Make an exact copy of all the entries, with the pictures left out.

** begin **

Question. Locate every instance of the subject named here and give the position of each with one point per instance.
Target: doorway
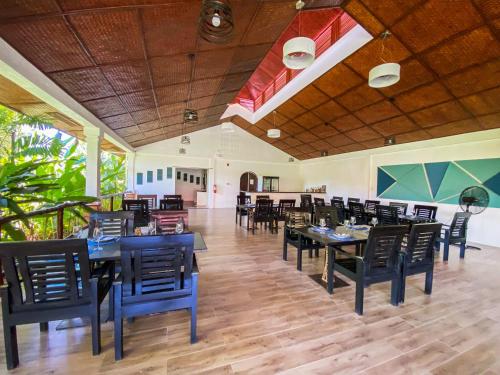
(248, 182)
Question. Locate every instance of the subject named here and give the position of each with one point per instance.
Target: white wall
(355, 174)
(225, 156)
(186, 188)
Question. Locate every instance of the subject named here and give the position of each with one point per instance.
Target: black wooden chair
(418, 256)
(47, 281)
(387, 215)
(454, 234)
(370, 205)
(262, 213)
(140, 208)
(112, 223)
(159, 274)
(425, 212)
(357, 210)
(306, 200)
(329, 213)
(298, 218)
(402, 207)
(341, 211)
(284, 205)
(379, 263)
(318, 202)
(242, 199)
(151, 198)
(173, 202)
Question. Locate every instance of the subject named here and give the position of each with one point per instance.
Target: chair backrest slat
(458, 227)
(387, 215)
(426, 212)
(162, 265)
(382, 249)
(50, 273)
(113, 223)
(421, 241)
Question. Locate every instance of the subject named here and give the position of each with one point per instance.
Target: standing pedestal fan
(474, 199)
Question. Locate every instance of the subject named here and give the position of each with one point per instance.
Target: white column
(130, 171)
(93, 137)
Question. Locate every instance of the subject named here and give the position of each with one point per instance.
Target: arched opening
(248, 182)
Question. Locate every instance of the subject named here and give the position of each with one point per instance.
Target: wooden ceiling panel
(290, 109)
(454, 128)
(360, 97)
(490, 121)
(396, 125)
(389, 11)
(111, 36)
(127, 77)
(422, 97)
(137, 101)
(306, 137)
(270, 21)
(310, 97)
(363, 134)
(47, 43)
(169, 95)
(105, 107)
(474, 47)
(146, 115)
(419, 135)
(413, 74)
(474, 79)
(329, 111)
(363, 16)
(435, 21)
(337, 80)
(162, 25)
(119, 121)
(170, 70)
(346, 123)
(483, 103)
(324, 131)
(378, 112)
(308, 120)
(84, 84)
(440, 114)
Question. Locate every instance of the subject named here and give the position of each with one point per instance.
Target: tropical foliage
(39, 168)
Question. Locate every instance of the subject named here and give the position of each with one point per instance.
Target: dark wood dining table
(356, 238)
(111, 250)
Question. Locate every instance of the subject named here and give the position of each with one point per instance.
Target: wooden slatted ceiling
(128, 61)
(449, 53)
(20, 100)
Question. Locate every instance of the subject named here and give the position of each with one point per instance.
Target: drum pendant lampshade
(274, 133)
(299, 53)
(384, 75)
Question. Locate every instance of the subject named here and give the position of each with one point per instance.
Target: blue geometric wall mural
(439, 182)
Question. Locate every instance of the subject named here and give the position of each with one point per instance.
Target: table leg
(330, 261)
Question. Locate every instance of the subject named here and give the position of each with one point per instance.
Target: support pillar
(93, 137)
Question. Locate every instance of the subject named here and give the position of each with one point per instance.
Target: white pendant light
(274, 133)
(384, 75)
(300, 52)
(227, 127)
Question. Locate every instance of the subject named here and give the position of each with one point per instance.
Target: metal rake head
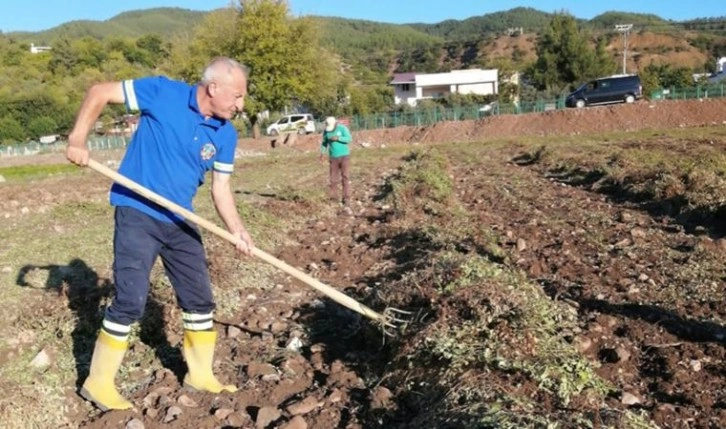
(395, 320)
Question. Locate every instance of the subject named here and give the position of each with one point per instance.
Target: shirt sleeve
(345, 136)
(139, 94)
(227, 144)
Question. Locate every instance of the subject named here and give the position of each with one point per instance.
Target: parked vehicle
(612, 89)
(301, 123)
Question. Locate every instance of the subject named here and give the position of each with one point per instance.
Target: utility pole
(625, 29)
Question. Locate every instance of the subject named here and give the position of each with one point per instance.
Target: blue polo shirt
(173, 147)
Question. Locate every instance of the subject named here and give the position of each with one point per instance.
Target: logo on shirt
(208, 151)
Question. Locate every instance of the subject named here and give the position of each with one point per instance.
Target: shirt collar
(194, 106)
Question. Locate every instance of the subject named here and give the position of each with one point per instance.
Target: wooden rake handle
(326, 290)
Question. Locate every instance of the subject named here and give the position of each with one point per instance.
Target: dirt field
(563, 269)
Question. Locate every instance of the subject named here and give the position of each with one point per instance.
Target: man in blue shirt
(184, 131)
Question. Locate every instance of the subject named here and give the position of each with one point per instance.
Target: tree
(565, 56)
(11, 130)
(42, 126)
(288, 66)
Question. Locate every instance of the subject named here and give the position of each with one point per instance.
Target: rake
(390, 321)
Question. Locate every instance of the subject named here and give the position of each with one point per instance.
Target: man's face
(228, 95)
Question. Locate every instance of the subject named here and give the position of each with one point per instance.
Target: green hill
(531, 20)
(164, 22)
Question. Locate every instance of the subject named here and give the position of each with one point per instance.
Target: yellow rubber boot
(99, 387)
(199, 354)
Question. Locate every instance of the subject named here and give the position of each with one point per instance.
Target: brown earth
(644, 303)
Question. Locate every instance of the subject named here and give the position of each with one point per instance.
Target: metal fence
(34, 147)
(429, 116)
(706, 91)
(414, 117)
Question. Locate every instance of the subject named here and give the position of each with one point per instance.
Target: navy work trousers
(138, 240)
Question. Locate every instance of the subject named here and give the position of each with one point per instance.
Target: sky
(44, 14)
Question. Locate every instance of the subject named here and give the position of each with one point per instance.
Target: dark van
(612, 89)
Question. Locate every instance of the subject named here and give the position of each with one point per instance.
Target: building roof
(718, 78)
(401, 78)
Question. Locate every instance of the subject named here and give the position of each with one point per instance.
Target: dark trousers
(339, 169)
(138, 240)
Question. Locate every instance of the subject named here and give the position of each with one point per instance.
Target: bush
(11, 130)
(42, 126)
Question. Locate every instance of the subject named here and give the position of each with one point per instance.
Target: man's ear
(212, 89)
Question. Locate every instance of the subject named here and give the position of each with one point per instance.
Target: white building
(411, 87)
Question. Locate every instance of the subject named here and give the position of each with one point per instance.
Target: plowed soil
(647, 291)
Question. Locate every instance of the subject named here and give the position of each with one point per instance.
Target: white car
(301, 123)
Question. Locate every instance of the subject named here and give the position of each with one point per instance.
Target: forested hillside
(333, 65)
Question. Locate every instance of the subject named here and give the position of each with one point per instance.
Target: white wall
(434, 85)
(400, 96)
(478, 88)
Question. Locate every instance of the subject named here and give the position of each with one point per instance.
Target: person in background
(184, 131)
(336, 144)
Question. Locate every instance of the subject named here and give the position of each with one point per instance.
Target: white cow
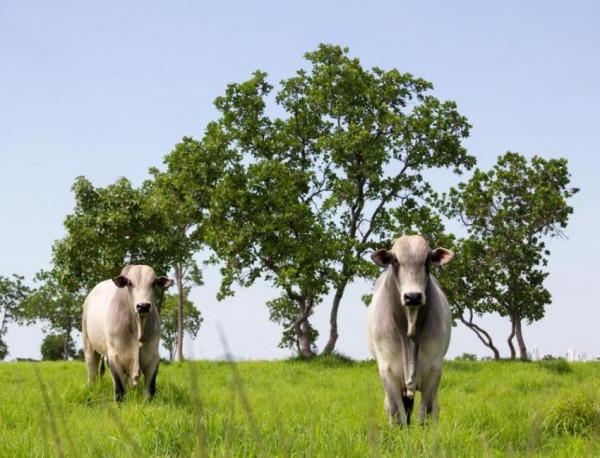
(120, 321)
(408, 327)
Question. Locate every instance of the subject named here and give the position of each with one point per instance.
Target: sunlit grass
(329, 407)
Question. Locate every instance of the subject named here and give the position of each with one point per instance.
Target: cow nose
(143, 307)
(413, 298)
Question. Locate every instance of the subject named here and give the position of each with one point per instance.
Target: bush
(574, 414)
(557, 366)
(52, 348)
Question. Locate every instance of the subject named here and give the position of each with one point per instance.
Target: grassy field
(327, 408)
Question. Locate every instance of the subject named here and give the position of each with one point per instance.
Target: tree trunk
(302, 329)
(333, 334)
(66, 348)
(485, 338)
(513, 353)
(180, 300)
(520, 341)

** end **

■ Final result
Question. Locate every instance of the subject named here and give the position of each with one point per instance.
Target: doorway
(248, 182)
Question. Locate every instance of the subject named here and give the position of each with one point per instance.
Target: white wall
(355, 174)
(225, 156)
(186, 188)
Question. Locate every instance of the subject named here and give the position of each with one point per instance.
Target: black wooden chair
(418, 256)
(47, 281)
(387, 215)
(454, 234)
(370, 205)
(262, 213)
(140, 208)
(112, 223)
(159, 274)
(425, 212)
(357, 210)
(306, 200)
(329, 213)
(298, 218)
(402, 207)
(341, 211)
(284, 205)
(379, 263)
(318, 202)
(242, 199)
(151, 198)
(173, 202)
Question. Locate every instance of the subject named here and give the position of each with one point per instance.
Target: chair backrest slat
(458, 227)
(387, 215)
(426, 212)
(162, 265)
(382, 249)
(50, 273)
(113, 223)
(421, 241)
Question. Locate every instance of the subject named here and give the position of each with one point per instance.
Target: standing pedestal fan
(474, 199)
Question. Locate every instance of the subject named here and give the position of each with one point per instance.
Target: white column
(130, 171)
(93, 137)
Question. Locate every instance of the subject named here and give the position of each with one point per instance.
Target: arched opening
(248, 182)
Question. Locate every instance of the subject named here and give the position of each with one point per instance.
Target: wooden ceiling panel
(290, 109)
(454, 128)
(360, 97)
(490, 121)
(396, 125)
(389, 11)
(111, 36)
(127, 77)
(422, 97)
(137, 101)
(306, 137)
(270, 21)
(310, 97)
(363, 134)
(47, 43)
(169, 95)
(105, 107)
(474, 47)
(146, 115)
(419, 135)
(413, 74)
(474, 79)
(329, 111)
(363, 16)
(435, 21)
(337, 80)
(162, 25)
(119, 121)
(170, 70)
(346, 123)
(483, 103)
(324, 131)
(378, 112)
(308, 120)
(84, 84)
(440, 114)
Question. Locate every instance of the subject named here and give the position of each with one point per instance.
Target: tropical foliage
(39, 168)
Question. Locate every instance of the subject named here and give the position of each with one point per instance.
Target: dark wood dining table
(356, 238)
(111, 250)
Question. Locate every instance of the subject named here and give the position of each with one point per instance.
Target: wooden slatted ceiling
(128, 61)
(449, 53)
(20, 100)
Question. Locate every instance of the subject named here and give the position of each with one point per instance.
Target: drum pendant lampshade
(274, 133)
(299, 53)
(384, 75)
Question. Locate every instance of the subject named here and give the position of each with one point per instance.
Target: blue geometric wall mural
(439, 182)
Question. Locate every instance of the subject named here and give the position of each with one point per instance.
Target: table leg
(330, 261)
Question. Locate every instance of the subject named here and give the position of each with one point per instance.
Target: support pillar
(93, 137)
Question. Locate every instance of the subject named here and give the position of each with one point per instance.
Target: white pendant light
(274, 133)
(384, 75)
(300, 52)
(227, 127)
Question. Locate every instance of the subject named here and give the position of each with one point per instance.
Target: metal rake head
(395, 320)
Question. Locate every instance of the subject named here and give the position of each with one point per instance.
Target: shirt sleeve
(345, 136)
(139, 94)
(227, 144)
Question. Locate every instance of the subject named here and give the position of each with one point per instance.
Target: parked vehicle
(612, 89)
(301, 123)
Question. Locate every instance of the subject named here and give the position of each with one point per instance.
Target: utility pole
(625, 29)
Question. Locate every instance of the subject named here and give the position of each with one point per instance.
Target: blue polo shirt
(173, 147)
Question. Locate every instance of the subject named here and give the position of each with one point per instance.
Target: logo on shirt
(208, 151)
Question. Locate every instance of the subject named here and give the position of each with one point per instance.
Target: shirt collar
(194, 106)
Question. Locate every instance of the subject named here and give the position of each with one point per instance.
Target: wooden rake handle
(326, 290)
Question. Locate every instance of the subject named here and give the position of each with one point per instance.
Target: dirt field
(563, 269)
Question. Locate every instance of the subject named here and give the position of each with one point per instance.
Target: man in blue shirt
(184, 131)
Question. Locate every instance of the subject named here and give the position of each with one point per instance.
Target: tree
(565, 56)
(11, 130)
(42, 126)
(288, 66)
Question. Locate every instance of the subject named here and give the position of each with one point per instance.
Target: rake
(390, 321)
Question. Locate every instance of the subject named here and give the position of each with one point per instance.
Target: man's face
(228, 95)
Question. Locate every instance of the subject named here and give the position of each with one point per instance.
Target: green hill
(531, 20)
(164, 22)
Question. Locate every instance of the subject named here and give the position of each with one point per instance.
Target: yellow rubber boot
(99, 387)
(199, 354)
Question. Locate every instance of the subject named here and give the position of each with one point per instance.
Target: brown earth
(644, 303)
Question. Locate every instance of the subject named here and give the position of each with one point per instance.
Target: metal fence
(34, 147)
(429, 116)
(706, 91)
(414, 117)
Question. Locate every instance of the subject named here and give the position of each with one point per instance.
Target: navy work trousers
(138, 240)
Question. Locate every instance of the subject named here and give the position of each with one point per instance.
Target: sky
(44, 14)
Question. Locate every instance of the subject named here and give the position of each with one point per instance.
Target: dark van
(612, 89)
Question. Locate every instance of the subject named here and give the position of each with one point per instance.
Target: building roof
(718, 78)
(401, 78)
Question. Locate every instance of the subject named here and give the position of each with one point per instance.
Target: dark trousers
(339, 169)
(138, 240)
Question. Locate every instance of the subject named here and give the position of each with one point per instance.
Target: bush
(11, 130)
(42, 126)
Question. Locate every instance of the subject named here and give the position of each with one point per instance.
Target: man's ear
(212, 89)
Question. Locate every instance of the subject named here and give the position of each with one point per instance.
Target: white building
(411, 87)
Question. Locate every instance of the subject named here and give the position of each with one point per instance.
Target: plowed soil
(647, 291)
Question. Locate every instance of the subject named here and give the position of each with one point per instance.
Target: white car
(301, 123)
Question. Locate every instance of the subject named here and give the position of each with one point per instance.
Target: forested hillside
(333, 65)
Question. Locate every instance of the subject named here and give the position of each with one point per instance.
Target: white wall
(434, 85)
(400, 96)
(478, 88)
Question. Locate every instance of the subject named here and give the position of each with one point per instance.
Target: person in background
(184, 131)
(336, 144)
Question. Locate every instance of the subject named here and give the position of each with one point per instance.
Target: white cow
(120, 321)
(408, 327)
Question. Locate every instance of the subject named here and give the position of each with one point per instance.
Target: sunlit grass
(329, 407)
Question. Locate every instance of the subject named here and give the position of each with one point per instance.
Target: cow nose
(143, 307)
(413, 298)
Question. Locate every instance of the subject named here and give the position of each with one point per instance.
Target: bush
(574, 414)
(557, 366)
(52, 348)
Question. Locate every instance of the subject named here and give the position of each with one point per instance.
Target: grassy field
(327, 408)
Question. Locate every instance of the subject named here and give the position of each with one point per instance.
Target: tree trunk
(302, 329)
(333, 334)
(66, 348)
(485, 338)
(513, 353)
(180, 300)
(520, 341)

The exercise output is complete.